Contemporary Folk Week Classes – July 28-Aug. 3, 2024



Stories help us understand and process the world we live in. A story set to music possesses an added power to penetrate hearts and minds. In this class for all levels we will work on honing the craft of telling a story though song. Whether you seek to write a modern-day folk-hero classic, magnify a fragment of forgotten history, paint a picture of your hometown, or immortalize a series of events from your family history or your own life, this class will give you the tools to craft something memorable and meaningful.

DISTILLATION (Nora Jane Struthers)
As writers, we all attempt to find and convey truths. When we sit down to work on a song, the first question we should ask ourselves is “What am I trying to say?” The second question is “How can I best say it?” In this class we will work first on distilling our intentions down to their essence and then on our delivery of those intentions, through lyrics, melody, and performance. Bring a song or a piece of a song that you feel has promise but lacks focus. We will create a safe space to generate, hone, and share our work together.

The Sound of the Feeling. My favorite place to be is in the middle of a song. I hope this class will find us all in the middle of a new one. Our purpose will be to write new songs and to complete promising, unfinished pieces. The first day I will talk a little bit about what has worked for me as a performing songwriter. Then we will quickly shift the focus to the individual students’ areas of interest or concern. There is no one right way to write a song. I hope to address various approaches to beginning and completing songs be they lyric- or music-driven and create a positive atmosphere where writing a song is not only possible but inevitable. This year I would also like to add some ideas about how to spice up your chord progressions which can open new places for your melodies to go. Both experienced and novice songwriters are welcome!

This course will focus on songwriting as well as presenting your songs in a live setting. We will spend some time working on writing new songs and the craft of songwriting, based on your interests and questions. Then we will focus on ways to connect with an audience: ways to introduce a song, how to pace a set, when a song needs no introduction, considerations when you are an opening act, sound system advice and mic technique. You can benefit from my experience and my many, many mistakes to find ways of telling your story, presenting yourself and your songs. If you have them, please bring printed lyric sheets along to the session. I don’t have a one-size-fits-all approach as a song coach but I will adapt to the individual needs and interests of the attending songwriters.

A SIMPLE SONG (Tyler Ramsey)
Some of my favorite songs and styles of music are so beautifully simple: modal jazz tunes that dance over the most basic bed of chords; trance-inducing Classical Indian music moving around a single drone; old country blues and folk tunes that weave emotion from three chords on a guitar and a simple vocal melody. Music doesn’t need to be complicated. A mood can be established with a single tone. We’ll talk about the moods we can convey in music and the way that music can magnify our emotions when we recognize how powerful it really is. I will walk through one of my simple songs and try to rebuild the process I went through to write it. I will also bring in some pawn shop gadgets that I often use as tools in my studio. I am looking forward to spending this class with fellow creative folks and hoping we all walk away with some inspiration!

SUPPLIED RECORDS:
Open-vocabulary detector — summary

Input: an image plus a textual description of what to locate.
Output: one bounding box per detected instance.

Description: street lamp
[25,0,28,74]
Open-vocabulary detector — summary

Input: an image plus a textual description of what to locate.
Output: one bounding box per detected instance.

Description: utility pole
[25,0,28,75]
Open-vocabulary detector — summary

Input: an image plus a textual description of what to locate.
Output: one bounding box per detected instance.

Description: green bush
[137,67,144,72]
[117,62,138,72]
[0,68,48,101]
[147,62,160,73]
* * *
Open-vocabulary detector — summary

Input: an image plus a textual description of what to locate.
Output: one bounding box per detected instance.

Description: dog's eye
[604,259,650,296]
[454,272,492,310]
...
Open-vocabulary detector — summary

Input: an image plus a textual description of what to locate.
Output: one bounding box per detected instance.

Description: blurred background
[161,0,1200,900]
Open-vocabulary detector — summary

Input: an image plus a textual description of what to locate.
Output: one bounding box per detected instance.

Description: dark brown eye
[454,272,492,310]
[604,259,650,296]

WORK TO DO:
[1] Answer these questions from the folk week class descriptions.
(a) What are the dates of Contemporary Folk Week?
(b) In the DISTILLATION class, what is the second question writers should ask when they sit down to work on a song?
(c) What does the instructor of A SIMPLE SONG say will be brought in to class?
[2] From the folk week class descriptions, output the stretch from "Some of my favorite" through "with some inspiration!".
[3] Pick up the folk week class descriptions after their final sentence and keep writing.

RESULTS FOR EACH TASK:
[1]
(a) July 28-Aug. 3, 2024
(b) "How can I best say it?"
(c) Some pawn shop gadgets often used as tools in the instructor's studio

[2]
Some of my favorite songs and styles of music are so beautifully simple: modal jazz tunes that dance over the most basic bed of chords; trance-inducing Classical Indian music moving around a single drone; old country blues and folk tunes that weave emotion from three chords on a guitar and a simple vocal melody. Music doesn’t need to be complicated. A mood can be established with a single tone. We’ll talk about the moods we can convey in music and the way that music can magnify our emotions when we recognize how powerful it really is. I will walk through one of my simple songs and try to rebuild the process I went through to write it. I will also bring in some pawn shop gadgets that I often use as tools in my studio. I am looking forward to spending this class with fellow creative folks and hoping we all walk away with some inspiration!

[3]
A song begins with that first glowing idea that we either stumble across, or track down with determination and skill. From there our own process, or lack of process, will build the bed for the spark to grow. I love to discuss this part of songwriting – where we go for ideas, when do you know you have an idea that you will see through, and what is your intention? What motivates us to spend our time in this particular creative process? Will this spark build a fire in your woodstove to warm your house and your loved ones, or are you wanting a huge bonfire outside to gather people together? Ok- enough with the fire metaphors- I am excited to have the opportunity to spend time with some of you and be in a creative space together!

It’s a beautiful moment when a wave of inspiration hits you. However, if you’re like most of us, it can be a long time between those moments. Fortunately, the Muse is kind to those who are busy at work! Inspiration never travels without the companion of craftsmanship, and we’re going to use the whole toolbox: hard and soft rhymes, cadences and chord changes, cut & paste, puns and juxtapositions. In the process we’ll conquer three challenges during the week: assignment writing, writing lyrics without an instrument, and putting music to a co-writer’s lyrics. Come explore how creativity can blossom from boundaries.

Tired of writing yourself into a corner? How often have you found yourself up against the wall of writer’s block? Have no fear, there’s always a way through, and we’re gonna find it together. In the process, you’ll acquire some tools that can help you overcome future writer’s block. Bring a problem song, 16 copies of the lyrics, and together we’ll tame that sucker!

In his book, Why We Can’t Wait, Rev. Dr. Martin Luther King, Jr. said, “Freedom songs are the soul of the movement. They are more than just incantations of clever phrases designed to invigorate a campaign…[they are] the sorrow songs, the shouts for joy, the battle hymns and the anthems of our movement.” But, in a world where justice and equity have somehow become synonymous with ‘being too political,’ are hope and empowerment enough? How do we use music to not only call out, but to also call in?

When it comes to songwriting, the music can be good, but the thing that makes the lyrics great is their ability to be relatable. That’s as true for social justice music as it is for songs about love and life. Learn some best practices for how to make the personal universal.

WRITING MELODIES (Cliff Eberhardt)
We’ll start with a brief history of melodic writing and then show how to incorporate a melodic vocabulary into your songs, including what to look for to get out of melodic repetition. Bring in songs that are incomplete or songs that you feel need improvement, not songs that you are married to or have already recorded. You’ll be asked to start with just a verse and a chorus to work on, no complete songs until later in the week. We’ll talk about how to insert different chords and use different intervals of your existing songs to improve your melodies, how to make the songs have more memorable melodies, and how to insert intros, bridges and endings. By the end of the week we will try to reconstruct your work into a complete, beautiful song. Usually during the week most students start to get it and add their own suggestions. That’s when I get to take cat naps. The point is, I’ve never taught this class where the students didn’t have a great time.

When you are preforming with a guitar, your guitar is your whole band, your orchestra and your rhythm section. Every song needs an arrangement to accompany the song. You can be a beginner or an advanced player, there will be something for everyone. We will explore different rhythms, bass lines and simple lead parts.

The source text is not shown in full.